- _Exercise objective_: Reproduce the entries in full, with no changes.

--- Begin Records ---

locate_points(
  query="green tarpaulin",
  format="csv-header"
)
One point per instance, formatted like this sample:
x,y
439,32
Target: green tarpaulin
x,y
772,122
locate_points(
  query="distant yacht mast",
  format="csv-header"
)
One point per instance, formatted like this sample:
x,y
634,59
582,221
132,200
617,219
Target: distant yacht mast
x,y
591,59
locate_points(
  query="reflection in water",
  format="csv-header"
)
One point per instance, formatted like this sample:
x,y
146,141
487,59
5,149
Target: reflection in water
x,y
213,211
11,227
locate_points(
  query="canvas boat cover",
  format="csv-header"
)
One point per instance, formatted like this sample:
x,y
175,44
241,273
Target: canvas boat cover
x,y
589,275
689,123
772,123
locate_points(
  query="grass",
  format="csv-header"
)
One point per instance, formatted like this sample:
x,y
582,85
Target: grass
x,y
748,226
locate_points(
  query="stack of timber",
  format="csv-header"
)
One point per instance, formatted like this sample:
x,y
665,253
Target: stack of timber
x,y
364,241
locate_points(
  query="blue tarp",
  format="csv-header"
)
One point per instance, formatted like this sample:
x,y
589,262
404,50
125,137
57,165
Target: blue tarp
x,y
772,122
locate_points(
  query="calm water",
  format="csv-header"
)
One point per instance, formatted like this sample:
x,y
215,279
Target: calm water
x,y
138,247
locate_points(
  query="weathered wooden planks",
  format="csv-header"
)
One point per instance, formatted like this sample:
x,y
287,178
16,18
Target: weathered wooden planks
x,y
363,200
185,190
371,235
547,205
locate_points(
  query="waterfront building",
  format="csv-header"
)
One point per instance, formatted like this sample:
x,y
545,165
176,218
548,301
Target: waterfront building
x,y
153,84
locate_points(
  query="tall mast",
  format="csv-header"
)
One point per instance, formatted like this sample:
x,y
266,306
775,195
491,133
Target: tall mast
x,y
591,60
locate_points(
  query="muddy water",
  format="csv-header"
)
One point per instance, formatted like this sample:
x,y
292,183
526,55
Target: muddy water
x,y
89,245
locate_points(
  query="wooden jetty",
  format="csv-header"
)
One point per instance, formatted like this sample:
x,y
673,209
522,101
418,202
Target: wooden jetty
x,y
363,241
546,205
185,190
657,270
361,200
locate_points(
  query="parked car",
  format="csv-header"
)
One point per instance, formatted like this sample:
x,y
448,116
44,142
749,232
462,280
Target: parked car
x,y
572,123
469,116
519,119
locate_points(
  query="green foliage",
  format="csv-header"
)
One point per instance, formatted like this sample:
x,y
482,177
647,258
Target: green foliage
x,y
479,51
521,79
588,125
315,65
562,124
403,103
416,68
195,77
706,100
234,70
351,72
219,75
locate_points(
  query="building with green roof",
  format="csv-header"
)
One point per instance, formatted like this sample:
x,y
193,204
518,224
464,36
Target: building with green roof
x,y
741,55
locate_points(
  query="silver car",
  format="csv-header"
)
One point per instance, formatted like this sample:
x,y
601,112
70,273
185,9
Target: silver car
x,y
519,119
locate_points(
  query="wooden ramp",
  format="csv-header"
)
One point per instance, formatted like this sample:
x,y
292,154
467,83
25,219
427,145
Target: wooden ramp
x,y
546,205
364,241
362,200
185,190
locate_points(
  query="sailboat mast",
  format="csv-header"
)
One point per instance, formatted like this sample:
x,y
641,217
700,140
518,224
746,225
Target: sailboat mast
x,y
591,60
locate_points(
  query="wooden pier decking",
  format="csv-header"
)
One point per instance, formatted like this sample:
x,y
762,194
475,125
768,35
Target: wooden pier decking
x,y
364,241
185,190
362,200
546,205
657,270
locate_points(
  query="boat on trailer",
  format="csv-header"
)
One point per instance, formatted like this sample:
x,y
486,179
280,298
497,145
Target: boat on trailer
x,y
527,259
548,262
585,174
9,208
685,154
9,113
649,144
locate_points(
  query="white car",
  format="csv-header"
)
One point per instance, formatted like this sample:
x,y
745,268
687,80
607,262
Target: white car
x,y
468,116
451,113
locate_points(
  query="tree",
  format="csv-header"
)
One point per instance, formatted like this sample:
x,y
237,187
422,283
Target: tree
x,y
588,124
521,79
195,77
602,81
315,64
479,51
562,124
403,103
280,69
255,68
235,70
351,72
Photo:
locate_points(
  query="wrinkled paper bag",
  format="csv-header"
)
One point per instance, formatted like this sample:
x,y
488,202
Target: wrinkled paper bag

--- End Records ---

- _Solution to the exercise_:
locate_points(
  query="green tarpaulin",
  format="csv-header"
)
One point per instance, formatted like this sample:
x,y
439,32
Target: green tarpaulin
x,y
772,122
locate_points(
  query="distant yacht mast",
  format="csv-header"
)
One point per instance, formatted like this sample:
x,y
634,59
582,221
132,200
617,219
Target: distant yacht mast
x,y
591,59
locate_points(
  query="reflection in water",
  format="csv-header"
)
One point per instance, formatted like this sample:
x,y
146,141
487,59
5,149
Target: reflection in water
x,y
213,211
11,227
locate_points(
  query="canvas boat cover",
  format="csv-header"
)
One point per instance, formatted like this sample:
x,y
175,44
241,273
Target: canvas boat cover
x,y
589,275
689,123
772,123
locate_points(
  query="grass",
  format="csv-header"
)
One point per instance, formatted like this sample:
x,y
582,85
Target: grass
x,y
748,226
locate_points(
  query="stack of timber",
  format="csv-header"
)
One point per instance, formatted like this sample:
x,y
665,253
Target: stack of timber
x,y
364,241
locate_points(
  query="blue tarp",
  format="csv-header"
)
One point per instance, formatted like this sample:
x,y
589,262
404,50
125,137
57,165
Target: blue tarp
x,y
772,122
locate_points(
  query="calm water",
  format="csv-header"
)
One point per instance, formatted like this sample:
x,y
215,279
Target: calm water
x,y
138,247
locate_points(
  query="weathered wooden planks",
  format="csv-header"
)
One point per instance, formatted like this sample:
x,y
287,178
16,18
Target: weathered wooden planks
x,y
363,200
185,190
371,235
547,205
locate_points(
  query="waterfront building",
  format="csv-header"
)
One point per instance, formatted like this sample:
x,y
545,165
176,218
548,301
Target: waterfront building
x,y
153,84
locate_points(
  query="tall mast",
  format="csv-header"
)
One point per instance, formatted like this sample:
x,y
266,306
775,195
491,133
Target: tall mast
x,y
591,60
locate_points(
  query="muddy water",
  format="csv-header"
)
One point per instance, formatted like this sample:
x,y
292,183
526,55
Target: muddy water
x,y
89,245
locate_points(
  query="wooden jetty",
  format="csv-header"
)
One point per instance, formatted like this sample:
x,y
673,209
522,101
418,202
Target: wooden jetty
x,y
363,241
546,205
185,190
657,270
361,200
locate_points(
  query="parked car",
  format="csv-header"
)
One point per instance, formatted like this sample:
x,y
448,116
44,142
749,232
462,280
Target: parked car
x,y
572,123
469,116
519,119
locate_points(
  query="green foliage",
  format="csv-header"
)
One point per instance, formatted like this sample:
x,y
482,177
647,258
Target: green foliage
x,y
479,51
521,79
588,125
315,65
562,124
403,103
416,68
195,77
706,100
234,70
351,72
219,75
locate_points(
  query="building with green roof",
  format="csv-header"
)
One point per instance, formatted like this sample:
x,y
193,204
518,224
464,36
Target: building with green roof
x,y
741,55
locate_points(
  query="silver car",
  format="csv-header"
)
One point per instance, formatted like this sample:
x,y
601,112
70,273
185,9
Target: silver car
x,y
519,119
locate_points(
  query="wooden ramp",
  format="csv-header"
)
One point per instance, formatted like this sample:
x,y
292,154
467,83
25,219
427,145
Target: wooden ramp
x,y
546,205
364,241
362,200
185,190
locate_points(
  query="sailboat mast",
  format="csv-header"
)
One point per instance, formatted like this sample:
x,y
641,217
700,140
518,224
746,225
Target: sailboat mast
x,y
591,60
locate_points(
  query="wooden pier decking",
  format="csv-header"
)
One point per instance, formatted like this sample:
x,y
762,194
475,125
768,35
Target: wooden pier decking
x,y
364,241
185,190
362,200
546,205
657,270
locate_points(
  query="boat on trailer",
  format="csv-header"
)
One point per instance, formatted like this sample:
x,y
486,179
280,298
497,145
Target: boat on trailer
x,y
527,259
548,262
585,174
9,208
685,154
9,113
649,144
locate_points(
  query="white car",
  format="csv-header"
)
One point per instance, formatted like this sample:
x,y
745,268
687,80
607,262
Target: white car
x,y
468,116
451,113
locate_points(
  query="tree",
  format="csv-header"
)
One point per instance, formatted like this sample:
x,y
237,187
422,283
Target: tree
x,y
588,124
521,79
195,77
602,81
315,64
479,51
562,124
403,103
280,69
255,68
235,70
351,72
Photo:
locate_points(
  query="wrinkled paper bag",
  format="csv-header"
)
One point per instance, formatted like this sample:
x,y
488,202
Target: wrinkled paper bag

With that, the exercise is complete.